Written instruction
Can you rewrite the blog post, starting with "Of course, I" and going on through "A Penny Saved.....", with "Penny" changed to "Nickel"?
━━━━━ Excerpted text
In short, I was not a happy person to be around....everything put me in a bad mood this week. I got really irritated if anyone looked at me the wrong way. I felt more paranoid than Cheech OR Chong. I got angry that a fellow blogger friend of mine only capitalized "God" one out of three times on his site. In short, everything started to bother me. I also got really pissed that a friend of mine ("Bull") who owns a Nielsen box reneged on his promise to watch the Shield on Tuesdays (and then denied that he ever promised it), so I began starting an information campaign against him at my school. I even changed the desktop on my laptop from a charming picture of my son to a billboard that read " 'Bull' Lies!!!!" But I decided to squash that, also, because I dont really have enough friends to go around bashing them. If anyone asks about any of these things, I blame the lack of cow.

I think the lack of hamburger is also causing me to fail to fall asleep at nights. That stuff sticks to your ribs, so they say. But during the past month or so, the replacement crap that I have been eating has not really done the trick. Or, that could just be me being paranoid. I don't really know. All I know is that if I could take out an advance on my heavenly reward, I might just do so.

One thing is clear. On Easter Sunday, I am going to go to Publix and buy like 8 beef patties. I am going to season them with salt, pepper, barbecue, and onion, and then cook those bitches out. Then, I am going to stack them about as tall and wide as a human mouth can take, and go to town. Then, if I can move, of which there is not a very good chance, I am going to thaw out a meatless veggie shitpatty and put it on a special stand by friend "Slave" gave me, and shoot it with my pellet rifle until it is reduced to pieces. If any birds try to eat it, I am going to shoot them as well.

Of course, I could be talking out of my ass right now....but either way, I wouldn't cross me until Sunday.......

Thursday, March 24, 2005

A Penny Saved.....

“A n--ga never been as broke as me, I like that…”
━━━━━━━━━━
━━━━━ Dataset excerpts
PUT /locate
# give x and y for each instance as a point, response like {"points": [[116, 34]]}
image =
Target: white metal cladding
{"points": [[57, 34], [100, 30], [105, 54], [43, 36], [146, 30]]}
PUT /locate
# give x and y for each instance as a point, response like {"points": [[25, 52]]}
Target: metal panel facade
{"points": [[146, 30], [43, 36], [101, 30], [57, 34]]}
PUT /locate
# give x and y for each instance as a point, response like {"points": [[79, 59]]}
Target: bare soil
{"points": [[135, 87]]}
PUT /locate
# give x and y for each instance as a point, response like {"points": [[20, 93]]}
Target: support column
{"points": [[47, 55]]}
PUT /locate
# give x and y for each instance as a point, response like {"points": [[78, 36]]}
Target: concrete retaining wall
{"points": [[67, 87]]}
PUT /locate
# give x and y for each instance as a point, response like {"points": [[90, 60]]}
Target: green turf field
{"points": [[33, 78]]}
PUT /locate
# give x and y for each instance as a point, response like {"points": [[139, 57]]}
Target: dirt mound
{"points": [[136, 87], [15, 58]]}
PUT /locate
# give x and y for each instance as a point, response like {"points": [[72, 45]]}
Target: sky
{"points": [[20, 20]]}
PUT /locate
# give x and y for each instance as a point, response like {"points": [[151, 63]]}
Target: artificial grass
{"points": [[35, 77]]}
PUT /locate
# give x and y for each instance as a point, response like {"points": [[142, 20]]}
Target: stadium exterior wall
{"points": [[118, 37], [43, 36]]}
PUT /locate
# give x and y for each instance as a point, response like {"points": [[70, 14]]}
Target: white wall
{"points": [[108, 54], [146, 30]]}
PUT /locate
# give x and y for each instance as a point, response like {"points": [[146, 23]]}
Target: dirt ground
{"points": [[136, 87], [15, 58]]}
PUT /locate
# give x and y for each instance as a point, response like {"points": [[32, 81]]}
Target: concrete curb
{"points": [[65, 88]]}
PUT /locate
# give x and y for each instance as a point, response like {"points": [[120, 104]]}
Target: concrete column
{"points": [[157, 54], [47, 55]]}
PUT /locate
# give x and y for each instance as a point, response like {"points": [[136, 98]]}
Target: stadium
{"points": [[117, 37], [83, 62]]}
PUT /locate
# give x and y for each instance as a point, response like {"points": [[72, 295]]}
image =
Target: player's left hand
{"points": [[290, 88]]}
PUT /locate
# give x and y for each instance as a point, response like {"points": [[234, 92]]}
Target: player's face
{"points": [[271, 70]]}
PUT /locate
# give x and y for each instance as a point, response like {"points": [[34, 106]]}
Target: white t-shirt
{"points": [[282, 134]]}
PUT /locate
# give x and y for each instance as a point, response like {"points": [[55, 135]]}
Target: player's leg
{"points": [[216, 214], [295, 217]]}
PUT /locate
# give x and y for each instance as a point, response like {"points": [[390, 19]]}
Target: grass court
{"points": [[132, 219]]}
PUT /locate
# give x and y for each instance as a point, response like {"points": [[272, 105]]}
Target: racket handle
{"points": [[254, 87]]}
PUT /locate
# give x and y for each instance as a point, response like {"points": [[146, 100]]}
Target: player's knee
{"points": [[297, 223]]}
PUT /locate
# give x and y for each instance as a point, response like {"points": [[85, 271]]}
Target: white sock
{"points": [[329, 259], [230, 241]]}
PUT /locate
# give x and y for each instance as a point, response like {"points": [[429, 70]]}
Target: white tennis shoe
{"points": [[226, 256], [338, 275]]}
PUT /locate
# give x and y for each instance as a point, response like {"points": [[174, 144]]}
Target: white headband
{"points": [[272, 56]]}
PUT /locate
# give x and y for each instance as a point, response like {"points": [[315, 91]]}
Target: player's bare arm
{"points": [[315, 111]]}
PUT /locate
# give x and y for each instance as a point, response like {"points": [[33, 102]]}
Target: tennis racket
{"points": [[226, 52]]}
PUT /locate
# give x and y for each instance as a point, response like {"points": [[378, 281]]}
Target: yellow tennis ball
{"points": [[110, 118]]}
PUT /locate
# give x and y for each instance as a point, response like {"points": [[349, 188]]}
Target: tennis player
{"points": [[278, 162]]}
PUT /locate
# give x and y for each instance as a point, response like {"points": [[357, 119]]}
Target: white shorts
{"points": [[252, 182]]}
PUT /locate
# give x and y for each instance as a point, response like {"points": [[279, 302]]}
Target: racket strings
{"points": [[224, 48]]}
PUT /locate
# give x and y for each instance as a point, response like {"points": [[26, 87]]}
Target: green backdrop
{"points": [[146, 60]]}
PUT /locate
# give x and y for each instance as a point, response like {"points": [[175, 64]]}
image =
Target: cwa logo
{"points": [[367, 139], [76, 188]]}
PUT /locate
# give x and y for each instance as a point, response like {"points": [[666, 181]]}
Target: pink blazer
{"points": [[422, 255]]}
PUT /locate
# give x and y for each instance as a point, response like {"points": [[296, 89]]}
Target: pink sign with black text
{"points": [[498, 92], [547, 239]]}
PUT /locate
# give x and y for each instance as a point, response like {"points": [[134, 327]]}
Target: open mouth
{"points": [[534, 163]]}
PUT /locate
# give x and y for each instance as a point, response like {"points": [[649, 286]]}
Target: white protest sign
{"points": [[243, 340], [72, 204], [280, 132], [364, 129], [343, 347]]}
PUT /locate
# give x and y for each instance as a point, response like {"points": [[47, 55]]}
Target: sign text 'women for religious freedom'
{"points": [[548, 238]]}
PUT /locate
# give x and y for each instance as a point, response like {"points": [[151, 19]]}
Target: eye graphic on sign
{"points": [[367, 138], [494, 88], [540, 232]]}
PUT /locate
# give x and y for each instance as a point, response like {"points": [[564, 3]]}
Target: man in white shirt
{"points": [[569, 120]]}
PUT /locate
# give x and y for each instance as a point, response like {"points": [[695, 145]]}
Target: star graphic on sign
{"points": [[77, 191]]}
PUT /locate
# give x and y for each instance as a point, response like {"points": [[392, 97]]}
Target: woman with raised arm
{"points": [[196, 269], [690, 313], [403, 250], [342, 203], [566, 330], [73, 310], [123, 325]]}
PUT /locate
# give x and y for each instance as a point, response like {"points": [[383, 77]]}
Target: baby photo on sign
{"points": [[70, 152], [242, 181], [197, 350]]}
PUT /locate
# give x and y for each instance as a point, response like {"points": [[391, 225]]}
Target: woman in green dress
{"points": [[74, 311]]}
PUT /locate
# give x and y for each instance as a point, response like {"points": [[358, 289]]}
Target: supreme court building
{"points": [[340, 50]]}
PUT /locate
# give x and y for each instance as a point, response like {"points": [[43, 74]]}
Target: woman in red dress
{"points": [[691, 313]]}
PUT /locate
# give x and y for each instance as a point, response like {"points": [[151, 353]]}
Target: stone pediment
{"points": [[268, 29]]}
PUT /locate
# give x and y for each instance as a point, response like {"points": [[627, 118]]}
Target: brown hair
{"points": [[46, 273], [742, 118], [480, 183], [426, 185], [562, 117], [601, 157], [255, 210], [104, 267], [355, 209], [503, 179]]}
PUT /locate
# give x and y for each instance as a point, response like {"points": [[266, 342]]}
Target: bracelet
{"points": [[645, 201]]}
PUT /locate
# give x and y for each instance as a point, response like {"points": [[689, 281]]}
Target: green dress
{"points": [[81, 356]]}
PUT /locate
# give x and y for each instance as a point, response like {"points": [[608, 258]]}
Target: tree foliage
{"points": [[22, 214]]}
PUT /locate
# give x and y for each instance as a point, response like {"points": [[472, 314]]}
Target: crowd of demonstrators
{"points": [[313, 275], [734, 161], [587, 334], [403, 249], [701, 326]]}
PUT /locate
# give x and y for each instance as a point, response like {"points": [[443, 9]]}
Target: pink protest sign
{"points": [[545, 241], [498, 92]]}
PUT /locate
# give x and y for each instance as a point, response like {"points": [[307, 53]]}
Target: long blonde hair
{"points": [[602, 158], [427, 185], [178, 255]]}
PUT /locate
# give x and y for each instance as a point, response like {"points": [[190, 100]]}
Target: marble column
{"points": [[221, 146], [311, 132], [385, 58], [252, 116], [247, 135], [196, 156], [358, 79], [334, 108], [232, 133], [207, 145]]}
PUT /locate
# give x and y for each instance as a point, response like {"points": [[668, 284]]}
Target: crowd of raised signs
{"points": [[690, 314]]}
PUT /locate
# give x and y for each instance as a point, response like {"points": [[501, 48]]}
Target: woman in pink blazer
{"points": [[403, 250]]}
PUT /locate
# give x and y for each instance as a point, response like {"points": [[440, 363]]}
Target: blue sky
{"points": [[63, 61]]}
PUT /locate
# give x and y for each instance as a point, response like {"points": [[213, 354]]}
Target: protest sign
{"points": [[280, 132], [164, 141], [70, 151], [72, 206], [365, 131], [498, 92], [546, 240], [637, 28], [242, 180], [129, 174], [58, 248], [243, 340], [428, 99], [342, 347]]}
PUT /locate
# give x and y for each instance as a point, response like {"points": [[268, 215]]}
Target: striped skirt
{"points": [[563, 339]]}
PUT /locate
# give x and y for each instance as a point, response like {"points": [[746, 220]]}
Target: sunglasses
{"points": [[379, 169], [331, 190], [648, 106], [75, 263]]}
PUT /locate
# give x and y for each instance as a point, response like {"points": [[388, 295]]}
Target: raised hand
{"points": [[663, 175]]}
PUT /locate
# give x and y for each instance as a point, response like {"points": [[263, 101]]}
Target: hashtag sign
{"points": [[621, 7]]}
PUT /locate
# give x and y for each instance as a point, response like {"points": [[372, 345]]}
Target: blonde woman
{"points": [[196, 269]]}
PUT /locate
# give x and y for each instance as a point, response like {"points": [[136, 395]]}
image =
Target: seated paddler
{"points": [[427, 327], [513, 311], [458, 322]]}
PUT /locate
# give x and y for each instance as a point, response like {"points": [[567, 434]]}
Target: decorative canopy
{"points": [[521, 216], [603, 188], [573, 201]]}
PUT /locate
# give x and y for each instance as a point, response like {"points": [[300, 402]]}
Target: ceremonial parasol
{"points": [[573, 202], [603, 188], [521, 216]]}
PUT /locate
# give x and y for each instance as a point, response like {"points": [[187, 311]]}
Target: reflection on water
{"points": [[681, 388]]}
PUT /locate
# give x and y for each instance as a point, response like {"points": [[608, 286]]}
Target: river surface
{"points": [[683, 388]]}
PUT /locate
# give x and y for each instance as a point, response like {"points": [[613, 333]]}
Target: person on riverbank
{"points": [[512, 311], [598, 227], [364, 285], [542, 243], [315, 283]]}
━━━━━━━━━━
Complete response
Of course, I could be talking out of my ass right now....but either way, I wouldn't cross me until Sunday.......

Thursday, March 24, 2005

A Nickel Saved.....